**Job:** Lines before the one containing "head resting on" are excluded; reproduce that line and all lines after it in the entries below, exactly.

-*-*-

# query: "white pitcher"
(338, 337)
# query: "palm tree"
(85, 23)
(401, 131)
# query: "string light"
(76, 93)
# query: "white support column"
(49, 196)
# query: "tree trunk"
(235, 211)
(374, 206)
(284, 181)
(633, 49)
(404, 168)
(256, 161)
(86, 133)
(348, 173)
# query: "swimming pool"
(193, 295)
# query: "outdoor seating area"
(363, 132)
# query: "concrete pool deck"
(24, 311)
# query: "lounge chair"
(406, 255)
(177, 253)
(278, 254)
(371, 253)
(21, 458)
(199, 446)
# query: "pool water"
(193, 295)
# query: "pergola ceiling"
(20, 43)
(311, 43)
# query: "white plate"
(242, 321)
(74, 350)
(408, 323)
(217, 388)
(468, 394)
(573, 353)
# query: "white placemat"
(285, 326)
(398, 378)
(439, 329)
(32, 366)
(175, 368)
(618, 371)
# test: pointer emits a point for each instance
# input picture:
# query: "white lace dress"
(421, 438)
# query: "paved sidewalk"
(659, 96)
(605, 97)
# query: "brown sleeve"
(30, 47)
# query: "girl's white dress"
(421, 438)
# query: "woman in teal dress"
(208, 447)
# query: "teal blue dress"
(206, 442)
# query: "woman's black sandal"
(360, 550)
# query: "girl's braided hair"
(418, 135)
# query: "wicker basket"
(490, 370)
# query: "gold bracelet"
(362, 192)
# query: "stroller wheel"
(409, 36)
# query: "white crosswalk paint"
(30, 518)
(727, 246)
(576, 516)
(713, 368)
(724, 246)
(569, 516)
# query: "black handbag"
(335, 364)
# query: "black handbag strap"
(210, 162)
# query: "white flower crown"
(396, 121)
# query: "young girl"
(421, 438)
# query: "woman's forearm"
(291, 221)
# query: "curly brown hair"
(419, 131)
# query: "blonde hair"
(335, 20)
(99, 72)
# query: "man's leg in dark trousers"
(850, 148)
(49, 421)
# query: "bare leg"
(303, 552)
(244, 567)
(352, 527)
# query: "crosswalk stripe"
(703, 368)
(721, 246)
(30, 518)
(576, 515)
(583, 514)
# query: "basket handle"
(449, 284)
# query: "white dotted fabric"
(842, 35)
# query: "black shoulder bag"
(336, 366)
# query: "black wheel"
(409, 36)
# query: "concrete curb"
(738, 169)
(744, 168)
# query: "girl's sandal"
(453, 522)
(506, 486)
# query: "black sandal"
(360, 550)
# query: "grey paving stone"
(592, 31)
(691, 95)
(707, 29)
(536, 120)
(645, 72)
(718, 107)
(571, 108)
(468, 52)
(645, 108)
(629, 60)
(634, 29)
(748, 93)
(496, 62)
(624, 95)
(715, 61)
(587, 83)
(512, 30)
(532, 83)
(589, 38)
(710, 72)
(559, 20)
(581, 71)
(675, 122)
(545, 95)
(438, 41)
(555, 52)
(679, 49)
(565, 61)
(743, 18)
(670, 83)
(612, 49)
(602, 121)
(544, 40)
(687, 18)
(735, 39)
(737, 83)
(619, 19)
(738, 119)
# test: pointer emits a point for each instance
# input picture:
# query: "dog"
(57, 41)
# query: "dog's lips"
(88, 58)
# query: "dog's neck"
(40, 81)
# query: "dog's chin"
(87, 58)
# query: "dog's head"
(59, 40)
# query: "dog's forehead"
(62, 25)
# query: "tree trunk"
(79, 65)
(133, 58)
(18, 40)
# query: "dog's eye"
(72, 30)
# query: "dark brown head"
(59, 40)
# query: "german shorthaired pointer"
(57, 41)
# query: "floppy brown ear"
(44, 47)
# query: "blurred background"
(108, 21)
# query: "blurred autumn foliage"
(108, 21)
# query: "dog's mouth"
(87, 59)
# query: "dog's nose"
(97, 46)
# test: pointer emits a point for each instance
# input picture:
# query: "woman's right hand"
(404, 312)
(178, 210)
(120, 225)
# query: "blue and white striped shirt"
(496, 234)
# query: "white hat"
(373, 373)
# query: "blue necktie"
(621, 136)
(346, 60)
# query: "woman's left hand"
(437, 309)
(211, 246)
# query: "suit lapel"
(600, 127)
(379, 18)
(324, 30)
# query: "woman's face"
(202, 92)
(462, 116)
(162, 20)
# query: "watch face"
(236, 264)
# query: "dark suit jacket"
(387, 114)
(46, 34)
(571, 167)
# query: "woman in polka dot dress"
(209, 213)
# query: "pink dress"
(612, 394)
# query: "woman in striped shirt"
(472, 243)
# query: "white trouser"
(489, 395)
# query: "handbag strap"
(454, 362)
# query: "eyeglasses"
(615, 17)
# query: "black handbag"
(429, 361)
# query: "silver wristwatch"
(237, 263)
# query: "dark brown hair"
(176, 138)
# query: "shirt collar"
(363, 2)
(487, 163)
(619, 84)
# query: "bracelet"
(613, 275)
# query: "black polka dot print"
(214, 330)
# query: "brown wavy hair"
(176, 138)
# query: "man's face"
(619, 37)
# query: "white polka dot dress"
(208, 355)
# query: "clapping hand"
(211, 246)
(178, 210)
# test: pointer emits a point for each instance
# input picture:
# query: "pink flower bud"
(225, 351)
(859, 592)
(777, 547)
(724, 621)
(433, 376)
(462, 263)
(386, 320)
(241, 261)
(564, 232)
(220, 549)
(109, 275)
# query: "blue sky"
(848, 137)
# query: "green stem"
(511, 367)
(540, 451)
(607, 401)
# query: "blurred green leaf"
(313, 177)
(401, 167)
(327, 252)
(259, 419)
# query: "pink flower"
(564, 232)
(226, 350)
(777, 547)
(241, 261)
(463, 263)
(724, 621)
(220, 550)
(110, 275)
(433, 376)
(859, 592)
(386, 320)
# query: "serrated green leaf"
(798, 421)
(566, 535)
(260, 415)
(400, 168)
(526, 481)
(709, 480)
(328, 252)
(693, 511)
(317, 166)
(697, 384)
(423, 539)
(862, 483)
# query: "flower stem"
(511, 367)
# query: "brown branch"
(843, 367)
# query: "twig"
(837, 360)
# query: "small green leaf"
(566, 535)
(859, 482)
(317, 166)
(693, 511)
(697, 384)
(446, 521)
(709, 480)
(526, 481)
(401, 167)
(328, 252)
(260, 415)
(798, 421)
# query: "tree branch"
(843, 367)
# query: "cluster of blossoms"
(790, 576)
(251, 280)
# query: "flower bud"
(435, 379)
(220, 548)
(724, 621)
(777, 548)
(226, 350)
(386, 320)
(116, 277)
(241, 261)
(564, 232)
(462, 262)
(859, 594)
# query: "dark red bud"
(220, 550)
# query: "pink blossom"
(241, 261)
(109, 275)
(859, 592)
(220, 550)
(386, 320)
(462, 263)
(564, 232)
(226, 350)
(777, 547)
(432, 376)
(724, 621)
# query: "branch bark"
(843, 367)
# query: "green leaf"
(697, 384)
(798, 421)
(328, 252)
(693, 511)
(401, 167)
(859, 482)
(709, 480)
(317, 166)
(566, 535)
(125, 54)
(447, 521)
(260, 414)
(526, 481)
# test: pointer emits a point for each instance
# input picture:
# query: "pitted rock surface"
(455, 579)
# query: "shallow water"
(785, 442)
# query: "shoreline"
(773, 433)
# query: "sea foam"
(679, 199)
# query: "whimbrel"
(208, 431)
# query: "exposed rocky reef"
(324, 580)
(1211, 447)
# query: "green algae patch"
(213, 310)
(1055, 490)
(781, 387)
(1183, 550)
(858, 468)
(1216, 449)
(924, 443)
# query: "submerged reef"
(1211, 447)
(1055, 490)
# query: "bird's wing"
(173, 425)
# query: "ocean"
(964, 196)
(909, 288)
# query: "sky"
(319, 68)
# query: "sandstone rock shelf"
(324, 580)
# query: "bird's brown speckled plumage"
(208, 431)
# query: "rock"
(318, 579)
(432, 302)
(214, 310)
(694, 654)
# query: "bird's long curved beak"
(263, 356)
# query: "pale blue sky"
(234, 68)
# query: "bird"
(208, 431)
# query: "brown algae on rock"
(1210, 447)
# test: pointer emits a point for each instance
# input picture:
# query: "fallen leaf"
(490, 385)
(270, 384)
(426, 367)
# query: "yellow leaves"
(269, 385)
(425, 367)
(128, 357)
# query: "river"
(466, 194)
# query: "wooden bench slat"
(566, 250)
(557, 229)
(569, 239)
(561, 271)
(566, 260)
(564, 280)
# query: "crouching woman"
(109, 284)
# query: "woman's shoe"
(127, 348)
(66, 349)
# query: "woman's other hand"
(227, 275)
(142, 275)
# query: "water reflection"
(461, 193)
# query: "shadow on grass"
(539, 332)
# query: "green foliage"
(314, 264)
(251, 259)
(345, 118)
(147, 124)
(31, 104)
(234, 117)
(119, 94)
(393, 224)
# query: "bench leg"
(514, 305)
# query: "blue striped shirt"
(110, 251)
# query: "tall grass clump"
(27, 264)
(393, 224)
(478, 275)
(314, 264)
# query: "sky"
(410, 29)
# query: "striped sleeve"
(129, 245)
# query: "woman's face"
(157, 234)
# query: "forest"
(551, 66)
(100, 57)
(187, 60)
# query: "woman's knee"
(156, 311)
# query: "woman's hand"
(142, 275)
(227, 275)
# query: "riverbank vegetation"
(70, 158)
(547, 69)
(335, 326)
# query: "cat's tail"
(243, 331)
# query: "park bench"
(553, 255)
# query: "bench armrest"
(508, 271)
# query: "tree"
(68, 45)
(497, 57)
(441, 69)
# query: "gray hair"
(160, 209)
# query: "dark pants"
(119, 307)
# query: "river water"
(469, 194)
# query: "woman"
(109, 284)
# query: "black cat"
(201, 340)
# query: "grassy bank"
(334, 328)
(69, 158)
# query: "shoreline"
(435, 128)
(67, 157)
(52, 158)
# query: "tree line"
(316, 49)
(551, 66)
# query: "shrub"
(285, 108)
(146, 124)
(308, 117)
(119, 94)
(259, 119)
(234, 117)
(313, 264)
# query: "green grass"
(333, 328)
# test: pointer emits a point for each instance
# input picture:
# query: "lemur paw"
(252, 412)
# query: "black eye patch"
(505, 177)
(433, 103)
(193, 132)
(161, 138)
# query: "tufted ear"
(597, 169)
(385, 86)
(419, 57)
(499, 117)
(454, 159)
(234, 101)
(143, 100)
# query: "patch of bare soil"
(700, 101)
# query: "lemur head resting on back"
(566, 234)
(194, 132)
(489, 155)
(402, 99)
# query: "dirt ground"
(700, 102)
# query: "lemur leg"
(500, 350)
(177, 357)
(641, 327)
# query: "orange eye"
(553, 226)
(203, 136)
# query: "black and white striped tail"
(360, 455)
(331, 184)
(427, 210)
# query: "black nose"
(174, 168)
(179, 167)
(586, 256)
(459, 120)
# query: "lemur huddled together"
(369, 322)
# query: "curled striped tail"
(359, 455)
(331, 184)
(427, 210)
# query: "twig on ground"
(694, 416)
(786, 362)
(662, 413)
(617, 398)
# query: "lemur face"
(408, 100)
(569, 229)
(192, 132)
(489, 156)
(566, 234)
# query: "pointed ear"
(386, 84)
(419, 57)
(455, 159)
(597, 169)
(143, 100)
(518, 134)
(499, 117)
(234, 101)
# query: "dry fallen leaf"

-*-*-

**Expected answer:**
# query: "lemur head resting on back"
(566, 234)
(194, 132)
(489, 155)
(402, 99)
# query: "dirt ground"
(700, 102)
# query: "lemur leg"
(500, 350)
(177, 357)
(641, 327)
# query: "orange eye"
(553, 226)
(203, 136)
# query: "black and white striped tail"
(360, 455)
(331, 184)
(427, 210)
# query: "black nose"
(174, 168)
(179, 167)
(586, 256)
(459, 120)
# query: "lemur huddled together"
(369, 322)
# query: "curled striped tail"
(359, 455)
(331, 184)
(427, 210)
# query: "twig on ground"
(694, 416)
(786, 362)
(662, 413)
(617, 398)
# query: "lemur face"
(408, 100)
(569, 229)
(192, 132)
(489, 156)
(566, 234)
# query: "pointed ear"
(386, 84)
(419, 57)
(455, 159)
(597, 169)
(143, 100)
(518, 134)
(499, 117)
(234, 101)
# query: "dry fallen leaf"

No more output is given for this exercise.